After locating the line that contains "the red tiled", restate it and each later line word for word through the end of the records.

-- Given records follows --

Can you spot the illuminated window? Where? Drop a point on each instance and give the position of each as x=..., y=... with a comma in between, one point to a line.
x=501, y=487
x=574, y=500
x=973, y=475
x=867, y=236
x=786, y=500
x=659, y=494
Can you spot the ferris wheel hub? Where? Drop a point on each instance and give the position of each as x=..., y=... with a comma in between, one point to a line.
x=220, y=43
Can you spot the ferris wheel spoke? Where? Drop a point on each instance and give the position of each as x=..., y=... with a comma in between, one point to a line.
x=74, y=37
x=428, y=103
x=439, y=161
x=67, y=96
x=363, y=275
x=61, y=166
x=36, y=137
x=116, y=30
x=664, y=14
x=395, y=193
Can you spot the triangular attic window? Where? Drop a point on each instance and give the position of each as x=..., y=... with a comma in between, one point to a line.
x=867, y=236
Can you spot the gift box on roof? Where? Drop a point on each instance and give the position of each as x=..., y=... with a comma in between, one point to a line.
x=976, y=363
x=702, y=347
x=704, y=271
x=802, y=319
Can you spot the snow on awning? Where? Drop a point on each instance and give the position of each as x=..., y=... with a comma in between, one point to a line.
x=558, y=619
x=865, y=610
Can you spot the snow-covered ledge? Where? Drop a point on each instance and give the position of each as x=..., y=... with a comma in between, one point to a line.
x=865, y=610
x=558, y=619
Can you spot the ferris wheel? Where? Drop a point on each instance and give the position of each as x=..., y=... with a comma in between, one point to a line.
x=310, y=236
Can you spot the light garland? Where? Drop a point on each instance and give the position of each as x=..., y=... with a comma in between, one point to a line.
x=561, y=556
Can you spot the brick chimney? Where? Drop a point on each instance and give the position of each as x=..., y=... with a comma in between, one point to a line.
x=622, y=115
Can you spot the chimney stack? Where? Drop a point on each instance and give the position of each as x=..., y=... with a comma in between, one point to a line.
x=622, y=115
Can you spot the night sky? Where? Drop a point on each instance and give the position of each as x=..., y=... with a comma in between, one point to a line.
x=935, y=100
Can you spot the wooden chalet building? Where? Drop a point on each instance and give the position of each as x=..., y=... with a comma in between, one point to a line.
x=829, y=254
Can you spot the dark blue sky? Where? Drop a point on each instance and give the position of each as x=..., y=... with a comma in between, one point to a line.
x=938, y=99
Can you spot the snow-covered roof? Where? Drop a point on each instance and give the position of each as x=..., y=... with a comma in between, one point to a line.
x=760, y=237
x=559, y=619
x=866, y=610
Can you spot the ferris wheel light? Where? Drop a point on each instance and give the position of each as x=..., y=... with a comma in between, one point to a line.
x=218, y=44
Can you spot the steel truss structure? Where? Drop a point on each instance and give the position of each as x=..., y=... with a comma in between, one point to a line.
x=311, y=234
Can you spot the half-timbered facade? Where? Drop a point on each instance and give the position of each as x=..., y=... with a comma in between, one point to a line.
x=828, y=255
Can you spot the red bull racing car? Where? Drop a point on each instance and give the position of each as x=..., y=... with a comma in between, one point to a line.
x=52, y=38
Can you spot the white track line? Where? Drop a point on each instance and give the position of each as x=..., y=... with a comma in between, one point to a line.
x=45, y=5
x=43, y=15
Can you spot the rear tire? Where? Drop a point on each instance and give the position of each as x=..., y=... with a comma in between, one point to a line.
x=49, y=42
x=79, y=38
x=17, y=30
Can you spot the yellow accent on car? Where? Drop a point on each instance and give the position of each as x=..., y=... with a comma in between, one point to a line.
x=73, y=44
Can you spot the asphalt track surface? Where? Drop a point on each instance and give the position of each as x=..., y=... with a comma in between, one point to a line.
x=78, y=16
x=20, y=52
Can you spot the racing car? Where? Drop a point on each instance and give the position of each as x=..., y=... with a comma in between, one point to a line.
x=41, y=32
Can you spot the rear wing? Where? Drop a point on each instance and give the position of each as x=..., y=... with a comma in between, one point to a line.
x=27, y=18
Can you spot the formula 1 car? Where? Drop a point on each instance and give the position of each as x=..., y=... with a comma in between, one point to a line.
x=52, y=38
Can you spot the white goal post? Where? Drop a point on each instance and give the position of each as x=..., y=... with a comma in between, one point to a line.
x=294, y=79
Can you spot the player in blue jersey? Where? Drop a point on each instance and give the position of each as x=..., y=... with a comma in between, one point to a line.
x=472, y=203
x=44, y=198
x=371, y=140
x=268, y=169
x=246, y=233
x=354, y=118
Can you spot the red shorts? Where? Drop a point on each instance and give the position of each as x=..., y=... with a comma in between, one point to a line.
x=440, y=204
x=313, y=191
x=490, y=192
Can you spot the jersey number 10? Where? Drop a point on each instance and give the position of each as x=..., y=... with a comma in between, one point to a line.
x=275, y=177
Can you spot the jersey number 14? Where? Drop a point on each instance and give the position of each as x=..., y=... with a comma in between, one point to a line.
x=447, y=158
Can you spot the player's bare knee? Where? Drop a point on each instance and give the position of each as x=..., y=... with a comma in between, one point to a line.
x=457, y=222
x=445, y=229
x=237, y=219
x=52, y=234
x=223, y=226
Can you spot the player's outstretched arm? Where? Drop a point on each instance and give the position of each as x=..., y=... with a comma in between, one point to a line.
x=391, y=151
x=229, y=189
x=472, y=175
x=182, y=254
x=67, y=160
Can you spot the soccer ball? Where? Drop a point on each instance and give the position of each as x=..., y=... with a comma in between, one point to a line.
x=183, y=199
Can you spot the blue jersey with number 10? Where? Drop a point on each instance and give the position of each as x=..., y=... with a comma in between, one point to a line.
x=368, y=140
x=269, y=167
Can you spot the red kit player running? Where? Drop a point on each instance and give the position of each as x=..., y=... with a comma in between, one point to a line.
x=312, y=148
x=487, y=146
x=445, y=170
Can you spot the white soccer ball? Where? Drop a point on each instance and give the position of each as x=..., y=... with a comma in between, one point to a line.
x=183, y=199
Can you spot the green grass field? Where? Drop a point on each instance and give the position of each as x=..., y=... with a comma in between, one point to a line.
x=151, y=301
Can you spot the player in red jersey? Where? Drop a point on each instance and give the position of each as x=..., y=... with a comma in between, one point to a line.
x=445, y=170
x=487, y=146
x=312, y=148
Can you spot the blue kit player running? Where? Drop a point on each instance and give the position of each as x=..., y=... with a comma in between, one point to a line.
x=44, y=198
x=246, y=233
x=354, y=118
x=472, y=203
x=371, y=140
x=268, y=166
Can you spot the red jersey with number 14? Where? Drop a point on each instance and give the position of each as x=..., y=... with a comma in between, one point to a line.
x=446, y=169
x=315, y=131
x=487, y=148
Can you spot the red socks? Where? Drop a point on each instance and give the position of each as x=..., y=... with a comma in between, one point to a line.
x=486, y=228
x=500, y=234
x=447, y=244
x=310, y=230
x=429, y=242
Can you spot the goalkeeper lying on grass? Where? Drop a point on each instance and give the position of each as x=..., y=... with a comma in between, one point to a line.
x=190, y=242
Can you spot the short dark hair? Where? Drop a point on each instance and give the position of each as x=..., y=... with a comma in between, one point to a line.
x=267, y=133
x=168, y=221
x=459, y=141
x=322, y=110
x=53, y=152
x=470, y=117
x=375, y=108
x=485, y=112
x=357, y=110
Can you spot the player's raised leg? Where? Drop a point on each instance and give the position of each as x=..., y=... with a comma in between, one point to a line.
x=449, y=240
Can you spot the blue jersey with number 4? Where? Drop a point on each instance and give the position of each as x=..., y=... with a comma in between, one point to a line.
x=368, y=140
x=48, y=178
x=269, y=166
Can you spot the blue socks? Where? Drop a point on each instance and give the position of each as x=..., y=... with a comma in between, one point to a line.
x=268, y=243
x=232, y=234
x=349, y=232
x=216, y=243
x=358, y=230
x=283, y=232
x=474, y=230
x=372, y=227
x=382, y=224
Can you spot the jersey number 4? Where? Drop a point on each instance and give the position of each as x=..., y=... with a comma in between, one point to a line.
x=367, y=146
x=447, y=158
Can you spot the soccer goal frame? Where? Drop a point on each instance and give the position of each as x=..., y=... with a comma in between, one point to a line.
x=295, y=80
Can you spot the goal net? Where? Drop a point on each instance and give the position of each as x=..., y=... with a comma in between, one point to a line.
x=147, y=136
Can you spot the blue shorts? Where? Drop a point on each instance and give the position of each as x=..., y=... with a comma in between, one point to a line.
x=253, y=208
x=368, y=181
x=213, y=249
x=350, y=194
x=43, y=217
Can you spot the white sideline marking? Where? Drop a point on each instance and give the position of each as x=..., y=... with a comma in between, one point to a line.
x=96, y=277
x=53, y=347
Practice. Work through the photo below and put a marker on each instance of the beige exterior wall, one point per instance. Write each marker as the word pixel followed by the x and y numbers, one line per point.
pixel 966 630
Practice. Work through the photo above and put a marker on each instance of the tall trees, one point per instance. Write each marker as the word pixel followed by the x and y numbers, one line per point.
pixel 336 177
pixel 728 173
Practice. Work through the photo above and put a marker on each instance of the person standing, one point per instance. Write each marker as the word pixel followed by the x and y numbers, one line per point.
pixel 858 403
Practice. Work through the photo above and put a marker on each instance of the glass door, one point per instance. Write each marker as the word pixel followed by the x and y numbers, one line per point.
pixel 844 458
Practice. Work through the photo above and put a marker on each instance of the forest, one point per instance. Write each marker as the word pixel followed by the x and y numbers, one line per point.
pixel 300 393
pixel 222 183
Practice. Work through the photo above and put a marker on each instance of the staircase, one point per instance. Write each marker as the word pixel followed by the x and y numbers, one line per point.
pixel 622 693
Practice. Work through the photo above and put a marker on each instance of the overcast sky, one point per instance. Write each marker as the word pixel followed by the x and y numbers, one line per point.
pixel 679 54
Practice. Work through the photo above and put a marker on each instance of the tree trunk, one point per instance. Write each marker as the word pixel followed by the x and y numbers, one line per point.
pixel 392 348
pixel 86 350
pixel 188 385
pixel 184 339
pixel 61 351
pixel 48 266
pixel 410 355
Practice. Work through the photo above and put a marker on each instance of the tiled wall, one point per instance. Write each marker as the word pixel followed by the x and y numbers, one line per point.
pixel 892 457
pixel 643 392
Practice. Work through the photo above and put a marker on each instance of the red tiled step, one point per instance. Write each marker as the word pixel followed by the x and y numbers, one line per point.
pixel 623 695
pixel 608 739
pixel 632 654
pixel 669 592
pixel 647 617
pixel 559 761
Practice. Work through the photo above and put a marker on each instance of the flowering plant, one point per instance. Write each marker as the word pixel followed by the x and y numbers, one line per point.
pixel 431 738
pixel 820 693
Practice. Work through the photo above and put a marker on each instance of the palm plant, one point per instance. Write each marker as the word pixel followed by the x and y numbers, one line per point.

-- Given records concluded --

» **Task response**
Practice. Work through the photo above and put a marker on each instance of the red tiled step, one point per instance. Write each marker as the word pixel followed by the x and y numbers, one line per point.
pixel 623 695
pixel 608 739
pixel 632 654
pixel 669 592
pixel 647 617
pixel 559 761
Practice. Work through the photo above and put a marker on each instance of the flowering plant, one point per instance. Write each marker as the word pixel followed by the x and y numbers, one line per point.
pixel 431 738
pixel 820 693
Practice. Work through the photo above and put a marker on each instance of the palm plant, one point per instance. Write each marker as the word pixel followed by the x and y numbers, one line per point.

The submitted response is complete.